YOUR OBJECTIVE ▸
Every line of the material that follows must be printed again exactly.

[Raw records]
--- Start ---

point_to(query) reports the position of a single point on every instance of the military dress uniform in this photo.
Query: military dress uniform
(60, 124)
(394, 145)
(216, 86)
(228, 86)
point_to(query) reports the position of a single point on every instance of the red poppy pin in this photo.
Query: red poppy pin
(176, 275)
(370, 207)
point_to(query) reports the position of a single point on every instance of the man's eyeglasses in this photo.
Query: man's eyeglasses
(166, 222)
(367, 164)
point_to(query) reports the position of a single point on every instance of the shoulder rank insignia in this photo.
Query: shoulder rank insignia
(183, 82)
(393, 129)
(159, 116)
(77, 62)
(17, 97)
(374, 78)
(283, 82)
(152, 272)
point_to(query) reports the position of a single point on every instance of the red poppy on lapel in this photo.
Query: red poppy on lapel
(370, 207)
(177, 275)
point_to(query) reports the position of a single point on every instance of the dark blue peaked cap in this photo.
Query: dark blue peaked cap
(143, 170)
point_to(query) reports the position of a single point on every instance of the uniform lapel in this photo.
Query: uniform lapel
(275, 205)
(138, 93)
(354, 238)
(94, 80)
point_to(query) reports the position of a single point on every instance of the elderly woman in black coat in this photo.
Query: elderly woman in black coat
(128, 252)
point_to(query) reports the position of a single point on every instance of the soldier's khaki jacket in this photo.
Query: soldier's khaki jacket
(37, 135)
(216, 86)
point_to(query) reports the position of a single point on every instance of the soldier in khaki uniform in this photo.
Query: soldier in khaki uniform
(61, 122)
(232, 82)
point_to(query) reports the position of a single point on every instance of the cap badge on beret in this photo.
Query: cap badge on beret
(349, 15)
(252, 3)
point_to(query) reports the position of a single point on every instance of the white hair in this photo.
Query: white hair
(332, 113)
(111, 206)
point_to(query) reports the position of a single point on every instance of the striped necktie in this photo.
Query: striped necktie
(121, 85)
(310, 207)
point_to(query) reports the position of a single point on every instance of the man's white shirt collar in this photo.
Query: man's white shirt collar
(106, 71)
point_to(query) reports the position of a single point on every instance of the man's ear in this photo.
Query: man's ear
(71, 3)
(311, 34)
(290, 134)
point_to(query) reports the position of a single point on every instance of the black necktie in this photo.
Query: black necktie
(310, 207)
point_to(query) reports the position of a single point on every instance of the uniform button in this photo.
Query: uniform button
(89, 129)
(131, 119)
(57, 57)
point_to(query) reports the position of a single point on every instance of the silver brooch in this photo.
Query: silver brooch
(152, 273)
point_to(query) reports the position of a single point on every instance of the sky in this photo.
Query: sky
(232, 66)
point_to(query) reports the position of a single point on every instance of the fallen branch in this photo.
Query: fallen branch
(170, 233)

--- End ---

EXERCISE RESPONSE ▸
point_to(query) reports the position of a single point on every instance of the military dress uniform in this photo.
Query: military dress uniform
(60, 124)
(394, 145)
(216, 86)
(228, 86)
point_to(query) reports the position of a single point on every instance of the red poppy pin in this photo.
Query: red poppy pin
(176, 275)
(370, 207)
point_to(query) reports the position of a single point on every instance of the man's eyeglasses in this photo.
Query: man's eyeglasses
(166, 222)
(367, 164)
point_to(query) reports the position of a single point on every instance of the shoulder rank insignia in this photo.
Query: shoulder rank insignia
(183, 82)
(393, 129)
(159, 116)
(77, 62)
(17, 97)
(374, 78)
(283, 82)
(152, 272)
point_to(query) reports the position of a single point on every instance of the red poppy on lapel in this photo.
Query: red poppy on lapel
(370, 207)
(177, 275)
point_to(query) reports the position of a single point on every instance of the dark blue peaked cap in this photo.
Query: dark blue peaked cap
(143, 170)
point_to(query) reports the position of a single point on every instance of the uniform lapel in this photo.
Query: uniform lapel
(275, 205)
(138, 93)
(354, 238)
(94, 80)
point_to(query) reports the position of a single point on every instance of the elderly woman in black coat in this photo.
Query: elderly woman in black coat
(128, 252)
point_to(query) reports the position of a single point on every instance of the soldier's khaki jacket in this photo.
Query: soldier's khaki jacket
(37, 135)
(216, 86)
point_to(query) reports the position of a single point on every instance of the soldier in khaki uniform in this photo.
Query: soldier in khaki uniform
(61, 122)
(232, 82)
point_to(query) reports the position of a single point on every instance of the cap badge on beret in this photo.
Query: cap badge on beret
(349, 15)
(252, 3)
point_to(query) reports the position of a single point on every instance of the white hair in this photo.
Query: white hair
(332, 113)
(111, 206)
point_to(query) reports the position of a single point on every instance of the striped necktie in this photo.
Query: striped necktie
(121, 85)
(310, 207)
point_to(query) reports the position of a single point on every instance of the man's white shirt collar in this photo.
Query: man's white shirt collar
(106, 71)
point_to(query) reports the position of a single point on every instance of the man's ear in this photo.
Query: man's ear
(71, 3)
(311, 34)
(290, 134)
point_to(query) reports the position of a single point on every instance of the black necktie in this photo.
Query: black necktie
(310, 207)
point_to(query) reports the position of a single point on every instance of the uniform button in this photo.
Query: uniform button
(89, 129)
(131, 119)
(57, 57)
point_to(query) reports the position of a single point on every instance of the silver brooch in this photo.
Query: silver brooch
(152, 273)
point_to(query) reports the position of a single point on every instance of the sky in this photo.
Query: sky
(232, 66)
point_to(query) reports the position of a single point on every instance of the fallen branch in this photo.
Query: fallen branch
(170, 233)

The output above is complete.